Assignment: Restate each record exactly as it was written.

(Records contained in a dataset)
- - - -

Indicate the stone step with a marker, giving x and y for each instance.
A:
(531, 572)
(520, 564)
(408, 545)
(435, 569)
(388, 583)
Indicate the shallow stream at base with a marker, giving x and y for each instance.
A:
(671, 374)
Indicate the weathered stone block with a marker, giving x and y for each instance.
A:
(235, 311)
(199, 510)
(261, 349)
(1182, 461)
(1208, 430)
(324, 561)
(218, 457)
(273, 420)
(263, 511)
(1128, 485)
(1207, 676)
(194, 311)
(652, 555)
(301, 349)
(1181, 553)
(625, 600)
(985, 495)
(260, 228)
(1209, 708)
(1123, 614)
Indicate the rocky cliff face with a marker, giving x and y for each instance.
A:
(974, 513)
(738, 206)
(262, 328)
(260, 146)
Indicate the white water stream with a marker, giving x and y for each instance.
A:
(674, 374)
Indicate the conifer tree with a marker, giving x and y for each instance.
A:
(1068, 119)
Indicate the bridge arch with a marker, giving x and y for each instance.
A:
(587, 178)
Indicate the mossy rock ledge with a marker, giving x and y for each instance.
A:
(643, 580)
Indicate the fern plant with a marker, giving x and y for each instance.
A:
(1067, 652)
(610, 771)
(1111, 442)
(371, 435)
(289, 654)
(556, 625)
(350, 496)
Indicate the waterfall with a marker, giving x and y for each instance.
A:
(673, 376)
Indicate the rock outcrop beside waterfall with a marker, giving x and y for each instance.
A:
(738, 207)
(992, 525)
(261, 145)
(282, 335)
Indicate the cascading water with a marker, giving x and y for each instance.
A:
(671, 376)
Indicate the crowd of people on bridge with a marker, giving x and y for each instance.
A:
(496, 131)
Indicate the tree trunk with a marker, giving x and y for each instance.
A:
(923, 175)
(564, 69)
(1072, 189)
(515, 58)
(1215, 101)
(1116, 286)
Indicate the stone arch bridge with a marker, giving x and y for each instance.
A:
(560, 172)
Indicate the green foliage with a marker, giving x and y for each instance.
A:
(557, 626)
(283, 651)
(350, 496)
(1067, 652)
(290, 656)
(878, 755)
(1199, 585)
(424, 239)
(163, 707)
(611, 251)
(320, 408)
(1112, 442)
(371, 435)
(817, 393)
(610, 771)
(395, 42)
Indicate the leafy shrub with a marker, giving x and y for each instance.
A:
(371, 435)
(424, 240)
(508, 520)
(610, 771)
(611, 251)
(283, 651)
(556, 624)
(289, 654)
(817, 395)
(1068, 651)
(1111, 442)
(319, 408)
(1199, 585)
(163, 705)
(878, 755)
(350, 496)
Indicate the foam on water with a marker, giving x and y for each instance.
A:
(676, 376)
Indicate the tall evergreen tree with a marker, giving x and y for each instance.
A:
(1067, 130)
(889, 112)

- - - -

Solution:
Indicate the stone step with a marker, giving x and y for each instance.
A:
(531, 572)
(520, 564)
(408, 545)
(435, 569)
(388, 583)
Indicate the shallow stream at base with a marker, giving x and y for each instance.
A:
(671, 374)
Indicate the weathered stone block with a marker, giving x and y for each instance.
A:
(235, 311)
(199, 510)
(261, 349)
(1182, 461)
(1208, 430)
(324, 561)
(218, 457)
(273, 420)
(263, 511)
(1128, 485)
(1207, 676)
(194, 311)
(652, 555)
(301, 349)
(1181, 553)
(625, 600)
(985, 495)
(260, 228)
(1209, 708)
(1123, 614)
Indicate the rocky cliff face with a marker, giving x and y for each instance.
A:
(974, 513)
(738, 206)
(262, 328)
(260, 146)
Indicate the white water stream with a marker, giving x and y for each instance.
A:
(674, 374)
Indicate the conifer tree with a marker, giving x and y for each instance.
A:
(1068, 119)
Indicate the bridge arch with a marker, giving x and y for each instance.
A:
(587, 178)
Indicate the mossy rock ledge with a marker, giving x and y for each instance.
A:
(643, 580)
Indicate the fern plant with a marker, giving x and y for each instance.
A:
(1067, 652)
(610, 771)
(1111, 442)
(371, 435)
(289, 654)
(556, 625)
(350, 496)
Indicate the waterfall with a marker, giving x and y for each instance.
A:
(673, 376)
Indicate the rock outcrop beside waterfall with a marker, giving x and y for each instance.
A:
(738, 207)
(992, 525)
(261, 145)
(282, 335)
Indicate the cascading water with a marker, giving x and y for each instance.
A:
(671, 376)
Indicate the crowd of people on bridge with a marker, giving x and y for each instance.
A:
(496, 131)
Indicate the tree trunk with a marker, giving x and y for each instance.
A:
(923, 175)
(564, 69)
(1072, 189)
(515, 58)
(1215, 101)
(1116, 286)
Indicate the stone arch bridge with a marker, giving x and y for each instance.
A:
(560, 172)
Indicate the green foliage with a marker, giving x and y for each instance.
A:
(557, 626)
(283, 651)
(350, 496)
(1067, 652)
(290, 656)
(878, 755)
(1199, 585)
(424, 239)
(163, 707)
(611, 251)
(320, 408)
(1112, 442)
(371, 435)
(817, 393)
(610, 771)
(395, 42)
Indicate the leafy shrub with a marker, giving x and y for each instance.
A:
(371, 435)
(424, 240)
(508, 520)
(610, 771)
(611, 251)
(283, 651)
(556, 624)
(289, 654)
(817, 395)
(1068, 651)
(1111, 442)
(319, 408)
(1199, 585)
(163, 705)
(878, 755)
(350, 496)
Indicate the foam on water with a marker, giving x and y for each instance.
A:
(676, 376)
Indicate the tall evergreen tree with a marker, giving x and y for each instance.
A:
(1067, 130)
(889, 112)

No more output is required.